Extrait retenu:
2 août 46 : D’Argenlieu produit sans sourciller un mémorandum intitulé « Incidences des conférences de Fontainebleau et de Dalat sur le devenir de l’Indochine française ». Il est adressé au président du Conseil (Bidault), à Moutet (F.O.M.), aux principaux ministres (Armées, Affaires étrangères, Finances), au général Juin et à Max André (président de la délégation française à Fontainebleau). Après avoir fait un éloge de son action en Cochinchine avec la mise en place d’une République autonome (voir 17 juillet), l’amiral suggère de « suspendre les négociations » de la conférence de Fontainebleau « jusqu’au jour où le peuple français consulté, la Constitution promulguée, les élections effectuées et le gouvernement constitué, la France, sortie du provisoire, aurait en main tous les éléments pour aboutir à une véritable conclusion de ce qui ne peut être actuellement qu’échanges de vues. » Il demande « à ce que rien de nature à engager l’avenir de la Fédération indochinoise ne soit décidé avant qu’il [lui] soit permis d’être entendu par le Comité interministériel dès la seconde moitié d’août. » (D’Argenlieu, 1985, pp. 443-446).
3 août 46 : Incidents de Bac Ninh (30 km au nord-est d’Hanoi) sur la route de Langson. Un convoi de la 2e D.B. comprenant une trentaine de voitures est fractionné par des obstacles végétaux puis attaqué. Il semble, selon des interceptions de messages entre Hanoi et HCM, que le comportement des troupes françaises de la colonne n’ait pas été irréprochable : elles auraient tiré sur la population, ce qui a entraîné une réaction de l’armée vietnamienne (Devillers, 1988, p. 206, note ; Fonde, 1971, p. 243). Côté français, selon Valluy, il y a eu 15 tués et une trentaine de blessés « que nous retrouverons avec des blessures horribles ». Les voitures ont été pillées. Le feu ne cesse qu’après l’arrivée de blindés « et de longues palabres avec le Président du Comité local » (Valluy 2, 1967, p. 206). Le nouveau commandant en chef se demande même « si la guet-apens de Bac Ninh […] n’a pas été l’objet d’un téléguidage plutôt que la réaction spontanée d’une population. » (Valluy 2, 1967, p. 213).
La mission de liaison franco-vietnamienne constituée du commandant Fonde et d’un délégué vietnamien, Phan My, a le plus grand mal à rétablir la situation, et ce d’autant plus que l’entente entre les deux hommes n’est pas parfaite quand il s’agit d’évacuer les blessés (Fonde, 1971, p. 244). Cette initiative locale du VM aura un important retentissement dans la presse française au moment même où l’on est en train de négocier à Fontainebleau. Le chef de la délégation vietnamienne, Pham Van Dong, en profite pour attaquer D’Argenlieu qui est jugé comme « néfaste » en Indochine. L’affaire s’envenime à coup de communiqués (Fonde, 1971, pp. 242-248 ; Sainteny, 1970, p. 112 ; Salan 1, 1970, p. 402 ; D’Argenlieu, 1985, pp. 310-312). En guise de représailles, les Français largueront deux bombes sur la citadelle Bac Ninh et occuperont la prison-caserne à l’entrée de la ville. Le gouvernement vietnamien s’engage à restituer les vivres, l’argent et le matériel disparu (Fonde, 1971, p. 247).

Jeu de données:
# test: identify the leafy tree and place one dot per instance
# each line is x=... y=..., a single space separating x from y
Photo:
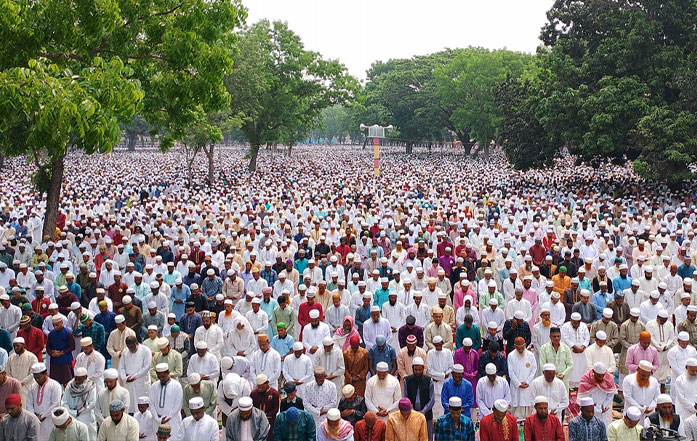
x=466 y=85
x=279 y=89
x=71 y=71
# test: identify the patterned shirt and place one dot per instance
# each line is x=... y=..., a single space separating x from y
x=581 y=430
x=445 y=429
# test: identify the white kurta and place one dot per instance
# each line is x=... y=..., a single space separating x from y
x=333 y=364
x=488 y=393
x=42 y=400
x=313 y=336
x=206 y=366
x=166 y=402
x=298 y=368
x=268 y=363
x=136 y=365
x=383 y=394
x=685 y=392
x=522 y=368
x=318 y=398
x=205 y=429
x=642 y=397
x=213 y=337
x=94 y=363
x=579 y=336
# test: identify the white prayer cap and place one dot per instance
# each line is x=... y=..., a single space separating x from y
x=633 y=413
x=501 y=405
x=333 y=415
x=587 y=401
x=664 y=399
x=245 y=403
x=646 y=365
x=455 y=402
x=59 y=416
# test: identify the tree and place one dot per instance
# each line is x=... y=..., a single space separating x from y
x=133 y=130
x=466 y=85
x=71 y=71
x=279 y=89
x=618 y=80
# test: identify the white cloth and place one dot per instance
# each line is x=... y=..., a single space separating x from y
x=268 y=363
x=383 y=394
x=488 y=393
x=42 y=400
x=298 y=368
x=136 y=365
x=206 y=366
x=205 y=429
x=555 y=391
x=333 y=364
x=166 y=402
x=579 y=336
x=642 y=397
x=318 y=398
x=312 y=337
x=522 y=368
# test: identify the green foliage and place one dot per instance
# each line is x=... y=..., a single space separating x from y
x=72 y=70
x=279 y=88
x=466 y=84
x=617 y=82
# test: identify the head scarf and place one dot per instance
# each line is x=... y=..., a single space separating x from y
x=341 y=337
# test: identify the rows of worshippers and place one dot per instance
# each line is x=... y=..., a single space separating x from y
x=364 y=324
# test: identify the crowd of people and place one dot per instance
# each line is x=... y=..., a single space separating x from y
x=447 y=299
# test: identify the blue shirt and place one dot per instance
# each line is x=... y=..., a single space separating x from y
x=463 y=390
x=386 y=354
x=445 y=429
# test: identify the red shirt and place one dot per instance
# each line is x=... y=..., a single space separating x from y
x=34 y=340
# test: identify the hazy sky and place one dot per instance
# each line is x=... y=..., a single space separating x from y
x=358 y=32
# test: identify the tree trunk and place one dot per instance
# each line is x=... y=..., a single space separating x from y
x=211 y=169
x=253 y=153
x=132 y=141
x=53 y=197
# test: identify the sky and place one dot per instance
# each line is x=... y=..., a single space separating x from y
x=359 y=32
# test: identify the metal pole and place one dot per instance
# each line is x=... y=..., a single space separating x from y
x=376 y=156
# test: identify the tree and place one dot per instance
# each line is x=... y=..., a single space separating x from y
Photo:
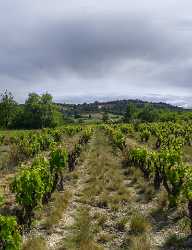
x=148 y=114
x=7 y=109
x=41 y=112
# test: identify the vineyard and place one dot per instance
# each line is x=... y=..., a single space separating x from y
x=106 y=186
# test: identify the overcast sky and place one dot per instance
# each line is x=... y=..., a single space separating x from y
x=96 y=47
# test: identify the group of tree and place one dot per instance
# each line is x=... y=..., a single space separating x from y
x=38 y=111
x=150 y=113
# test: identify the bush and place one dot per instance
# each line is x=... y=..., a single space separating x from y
x=10 y=238
x=138 y=224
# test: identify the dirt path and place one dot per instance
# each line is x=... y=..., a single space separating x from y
x=106 y=199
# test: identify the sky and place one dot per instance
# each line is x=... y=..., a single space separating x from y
x=78 y=50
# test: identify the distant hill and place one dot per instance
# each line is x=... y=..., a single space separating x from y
x=115 y=107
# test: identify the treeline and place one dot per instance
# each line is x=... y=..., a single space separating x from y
x=38 y=111
x=150 y=113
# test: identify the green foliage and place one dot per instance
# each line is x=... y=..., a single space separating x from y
x=58 y=159
x=7 y=109
x=10 y=238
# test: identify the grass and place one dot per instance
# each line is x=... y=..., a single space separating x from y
x=82 y=233
x=139 y=224
x=121 y=224
x=140 y=243
x=35 y=243
x=174 y=242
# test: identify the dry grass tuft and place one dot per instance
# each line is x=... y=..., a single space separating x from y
x=35 y=243
x=139 y=224
x=61 y=201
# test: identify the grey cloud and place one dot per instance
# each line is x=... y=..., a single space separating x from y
x=124 y=46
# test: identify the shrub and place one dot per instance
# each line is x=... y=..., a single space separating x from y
x=10 y=238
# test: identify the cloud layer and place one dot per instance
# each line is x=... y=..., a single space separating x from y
x=90 y=48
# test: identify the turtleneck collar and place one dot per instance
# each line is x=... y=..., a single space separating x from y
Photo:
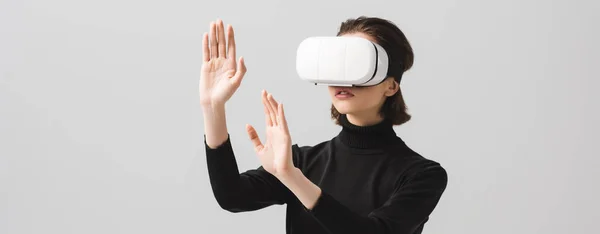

Consigne 1:
Quels auteurs l'extrait sur l'Indochine en août 1946 cite-t-il comme sources entre parenthèses ? Donnez-les tous.
Consigne 2:
D'après l'extrait sur l'Indochine en août 1946, combien de voitures comptait le convoi de la 2e D.B. attaqué à Bac Ninh ?

Réponse 1:
D'Argenlieu, Devillers, Fonde, Valluy, Sainteny, Salan

Réponse 2:
Une trentaine de voitures.